## Aim of the exercise
Reproduce the material below, starting at the line containing "Spot the dense needle foliage." and ending at the line containing "xmin=369 ymin=139 xmax=505 ymax=204". Omit the pictures from your reproduction.

--- Begin Information supplied ---

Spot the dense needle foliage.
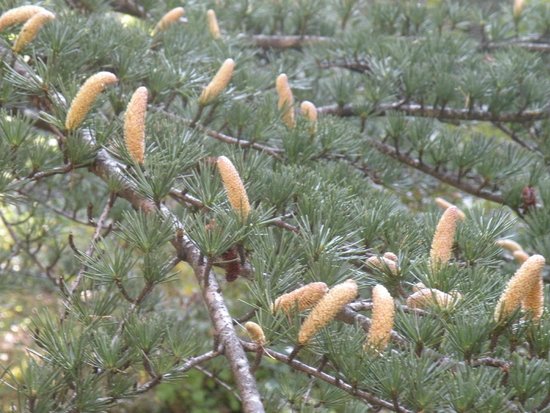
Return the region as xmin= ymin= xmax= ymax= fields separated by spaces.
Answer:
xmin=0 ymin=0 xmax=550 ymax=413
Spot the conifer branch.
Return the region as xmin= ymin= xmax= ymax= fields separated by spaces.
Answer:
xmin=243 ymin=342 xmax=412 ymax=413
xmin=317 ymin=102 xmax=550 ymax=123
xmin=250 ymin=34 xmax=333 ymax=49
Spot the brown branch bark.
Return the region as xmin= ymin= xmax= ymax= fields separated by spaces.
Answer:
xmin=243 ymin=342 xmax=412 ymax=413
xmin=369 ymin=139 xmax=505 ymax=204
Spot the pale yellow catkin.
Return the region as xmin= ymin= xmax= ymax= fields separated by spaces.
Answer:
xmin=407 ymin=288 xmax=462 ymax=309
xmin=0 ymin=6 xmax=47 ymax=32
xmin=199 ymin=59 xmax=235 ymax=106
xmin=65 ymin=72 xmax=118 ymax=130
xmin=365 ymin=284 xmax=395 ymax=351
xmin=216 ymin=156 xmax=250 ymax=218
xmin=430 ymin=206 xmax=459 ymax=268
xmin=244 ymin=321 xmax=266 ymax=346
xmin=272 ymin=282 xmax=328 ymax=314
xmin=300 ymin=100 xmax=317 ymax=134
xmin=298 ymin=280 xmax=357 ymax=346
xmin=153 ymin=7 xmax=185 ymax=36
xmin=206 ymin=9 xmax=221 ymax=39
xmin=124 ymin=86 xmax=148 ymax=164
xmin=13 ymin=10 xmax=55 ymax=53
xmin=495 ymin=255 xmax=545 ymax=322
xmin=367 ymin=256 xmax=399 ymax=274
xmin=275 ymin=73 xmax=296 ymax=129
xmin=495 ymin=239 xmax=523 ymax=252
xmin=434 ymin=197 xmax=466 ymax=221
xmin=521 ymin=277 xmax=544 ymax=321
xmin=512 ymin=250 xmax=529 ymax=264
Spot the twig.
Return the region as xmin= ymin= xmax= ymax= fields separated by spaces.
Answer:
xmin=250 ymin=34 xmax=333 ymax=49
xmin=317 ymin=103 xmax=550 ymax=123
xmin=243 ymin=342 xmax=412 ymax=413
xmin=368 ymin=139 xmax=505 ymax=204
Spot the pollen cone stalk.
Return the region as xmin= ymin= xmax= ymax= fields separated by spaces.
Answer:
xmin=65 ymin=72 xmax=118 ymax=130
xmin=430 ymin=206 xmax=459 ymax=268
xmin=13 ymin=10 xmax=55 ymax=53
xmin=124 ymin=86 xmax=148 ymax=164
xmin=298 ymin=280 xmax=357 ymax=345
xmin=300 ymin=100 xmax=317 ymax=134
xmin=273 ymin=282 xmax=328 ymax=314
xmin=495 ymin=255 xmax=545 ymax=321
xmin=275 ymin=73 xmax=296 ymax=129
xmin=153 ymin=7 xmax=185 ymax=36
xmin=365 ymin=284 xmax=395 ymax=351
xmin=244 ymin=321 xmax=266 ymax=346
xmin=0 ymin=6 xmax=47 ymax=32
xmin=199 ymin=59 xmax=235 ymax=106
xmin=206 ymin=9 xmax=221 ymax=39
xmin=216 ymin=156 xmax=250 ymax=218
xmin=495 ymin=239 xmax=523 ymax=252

--- End Information supplied ---
--- Begin Information supplied ---

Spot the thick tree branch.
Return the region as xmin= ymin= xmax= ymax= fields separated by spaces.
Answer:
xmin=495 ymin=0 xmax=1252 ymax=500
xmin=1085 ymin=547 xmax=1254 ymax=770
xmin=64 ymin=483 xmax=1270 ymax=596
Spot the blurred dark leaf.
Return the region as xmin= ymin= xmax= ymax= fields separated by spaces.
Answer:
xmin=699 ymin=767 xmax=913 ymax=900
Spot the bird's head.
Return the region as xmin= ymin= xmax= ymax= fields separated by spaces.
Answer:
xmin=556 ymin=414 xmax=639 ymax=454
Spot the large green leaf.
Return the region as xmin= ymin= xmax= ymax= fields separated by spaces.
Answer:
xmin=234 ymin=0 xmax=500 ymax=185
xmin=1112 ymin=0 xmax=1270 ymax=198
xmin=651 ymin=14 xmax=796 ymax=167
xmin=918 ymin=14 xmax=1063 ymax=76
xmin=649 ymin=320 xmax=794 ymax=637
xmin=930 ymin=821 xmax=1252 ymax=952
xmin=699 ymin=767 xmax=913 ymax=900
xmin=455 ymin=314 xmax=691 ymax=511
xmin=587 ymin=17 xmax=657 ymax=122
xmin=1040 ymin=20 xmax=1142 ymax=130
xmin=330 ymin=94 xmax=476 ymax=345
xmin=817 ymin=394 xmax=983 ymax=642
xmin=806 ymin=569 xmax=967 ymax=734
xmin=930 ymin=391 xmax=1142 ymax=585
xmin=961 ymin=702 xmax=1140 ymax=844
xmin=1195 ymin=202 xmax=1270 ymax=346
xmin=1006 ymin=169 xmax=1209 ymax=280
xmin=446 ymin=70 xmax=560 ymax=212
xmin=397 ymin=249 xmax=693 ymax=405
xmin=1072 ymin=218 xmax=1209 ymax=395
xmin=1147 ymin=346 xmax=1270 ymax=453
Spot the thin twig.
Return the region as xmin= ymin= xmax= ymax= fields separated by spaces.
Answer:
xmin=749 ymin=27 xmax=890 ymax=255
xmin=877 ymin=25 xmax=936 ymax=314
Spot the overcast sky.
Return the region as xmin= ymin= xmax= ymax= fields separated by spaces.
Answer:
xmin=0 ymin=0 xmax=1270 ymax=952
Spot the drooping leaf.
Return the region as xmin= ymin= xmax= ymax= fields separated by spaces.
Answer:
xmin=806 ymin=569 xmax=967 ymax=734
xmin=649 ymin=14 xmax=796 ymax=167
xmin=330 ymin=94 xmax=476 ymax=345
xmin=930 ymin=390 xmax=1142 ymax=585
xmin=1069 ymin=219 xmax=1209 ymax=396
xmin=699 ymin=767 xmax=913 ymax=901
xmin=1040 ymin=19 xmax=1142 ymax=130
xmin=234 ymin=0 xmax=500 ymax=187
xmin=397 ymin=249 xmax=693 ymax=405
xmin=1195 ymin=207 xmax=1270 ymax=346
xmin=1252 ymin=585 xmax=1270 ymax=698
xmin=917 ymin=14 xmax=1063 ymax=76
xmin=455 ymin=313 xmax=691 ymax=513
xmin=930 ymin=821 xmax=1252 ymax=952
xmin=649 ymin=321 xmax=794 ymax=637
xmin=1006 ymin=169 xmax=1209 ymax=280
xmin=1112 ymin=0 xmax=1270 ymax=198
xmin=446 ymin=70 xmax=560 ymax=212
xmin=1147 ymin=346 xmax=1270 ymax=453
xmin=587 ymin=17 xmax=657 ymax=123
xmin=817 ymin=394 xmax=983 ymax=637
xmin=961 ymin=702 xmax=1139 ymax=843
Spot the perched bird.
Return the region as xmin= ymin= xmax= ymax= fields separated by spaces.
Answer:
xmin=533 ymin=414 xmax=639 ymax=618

--- End Information supplied ---

## The completed task
Spot the dense needle foliage.
Return the region as xmin= ymin= xmax= ymax= fields separated by spaces.
Answer:
xmin=0 ymin=0 xmax=550 ymax=413
Spot the conifer branch.
Return the region as xmin= ymin= xmax= ymax= fields separated by spaces.
Answer:
xmin=243 ymin=342 xmax=412 ymax=413
xmin=317 ymin=102 xmax=550 ymax=123
xmin=250 ymin=34 xmax=333 ymax=49
Spot the brown branch bark.
Return the region as xmin= ymin= xmax= ymax= fields separated by spaces.
Answer:
xmin=243 ymin=342 xmax=412 ymax=413
xmin=369 ymin=139 xmax=505 ymax=204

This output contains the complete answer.